EXTRAIT CHOISI:

════════════════════

Au sixième jour du 70e Festival de Cannes, les festivaliers ont vu plus de la moitié des longs métrages en compétition. Trois d'entre eux font figure de favoris.
Pour la plupart déçus par «Happy End» de Michael Haneke ou «Okja», la fable de Bong Joon-Ho, dont ils attendaient beaucoup, les festivaliers se sont en revanche entendus sur trois longs métrages qui devraient logiquement se retrouver au palmarès.
120 battements par minute
Montré au jury le troisième jour de la compétition, le film sur les années Sida et le combat d'Act Up-Paris de Robin Campillo est celui qui a recueilli le plus d'avis favorables au célèbre Palmomètre jusqu'ici. Le coeur de la presse et des festivaliers a battu à l'unisson pour ce film choc qui se double d'une ode au courage et à la tolérance.

════════════════════

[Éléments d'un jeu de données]
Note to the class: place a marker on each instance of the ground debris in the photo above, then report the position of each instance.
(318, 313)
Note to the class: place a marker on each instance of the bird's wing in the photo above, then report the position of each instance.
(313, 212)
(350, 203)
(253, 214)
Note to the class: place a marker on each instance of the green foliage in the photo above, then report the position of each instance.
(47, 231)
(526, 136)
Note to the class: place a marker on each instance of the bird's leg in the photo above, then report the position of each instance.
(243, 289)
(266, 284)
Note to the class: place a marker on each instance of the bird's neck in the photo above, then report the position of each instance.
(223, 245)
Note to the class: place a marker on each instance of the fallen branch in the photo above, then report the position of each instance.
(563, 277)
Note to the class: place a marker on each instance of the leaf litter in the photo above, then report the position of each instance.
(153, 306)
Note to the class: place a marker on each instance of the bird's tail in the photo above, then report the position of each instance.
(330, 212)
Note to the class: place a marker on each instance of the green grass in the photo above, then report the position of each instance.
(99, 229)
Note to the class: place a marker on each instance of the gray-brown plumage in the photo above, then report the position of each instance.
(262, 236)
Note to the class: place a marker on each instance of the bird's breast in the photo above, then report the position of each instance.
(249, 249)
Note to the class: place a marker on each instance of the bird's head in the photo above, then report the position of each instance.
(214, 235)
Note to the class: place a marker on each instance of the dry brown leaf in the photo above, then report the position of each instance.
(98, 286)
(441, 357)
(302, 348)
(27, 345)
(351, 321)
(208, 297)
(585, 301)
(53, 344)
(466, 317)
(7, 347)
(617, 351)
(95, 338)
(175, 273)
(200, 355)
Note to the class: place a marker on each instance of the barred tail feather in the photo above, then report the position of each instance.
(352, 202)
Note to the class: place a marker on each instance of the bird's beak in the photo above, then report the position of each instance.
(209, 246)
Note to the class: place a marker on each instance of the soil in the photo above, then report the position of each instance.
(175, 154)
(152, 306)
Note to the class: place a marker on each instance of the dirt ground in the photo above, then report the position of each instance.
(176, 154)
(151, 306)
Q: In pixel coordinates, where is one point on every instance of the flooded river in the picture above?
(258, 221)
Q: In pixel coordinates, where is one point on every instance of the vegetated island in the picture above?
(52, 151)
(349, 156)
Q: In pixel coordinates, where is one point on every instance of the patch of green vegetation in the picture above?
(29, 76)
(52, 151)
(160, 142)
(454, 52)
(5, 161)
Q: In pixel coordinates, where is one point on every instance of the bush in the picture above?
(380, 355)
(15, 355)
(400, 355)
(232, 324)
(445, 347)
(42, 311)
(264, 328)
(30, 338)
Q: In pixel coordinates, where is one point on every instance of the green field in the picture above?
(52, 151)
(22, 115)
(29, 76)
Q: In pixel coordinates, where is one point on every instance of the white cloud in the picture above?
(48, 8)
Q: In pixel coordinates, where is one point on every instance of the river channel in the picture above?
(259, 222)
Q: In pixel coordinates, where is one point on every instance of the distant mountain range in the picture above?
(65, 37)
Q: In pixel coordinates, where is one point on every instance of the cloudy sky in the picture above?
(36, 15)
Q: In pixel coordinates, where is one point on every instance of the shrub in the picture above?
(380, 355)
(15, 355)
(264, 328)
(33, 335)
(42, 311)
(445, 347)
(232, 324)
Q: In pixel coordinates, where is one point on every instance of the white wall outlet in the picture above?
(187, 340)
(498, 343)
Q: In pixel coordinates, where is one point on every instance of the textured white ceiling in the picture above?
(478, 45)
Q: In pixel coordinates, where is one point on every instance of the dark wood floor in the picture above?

════════════════════

VOTRE CONSIGNE: D'après l'extrait sur le Festival de Cannes, quel film a reçu jusqu'ici le plus d'avis favorables au Palmomètre ?

RÉPONSE: 120 battements par minute, de Robin Campillo.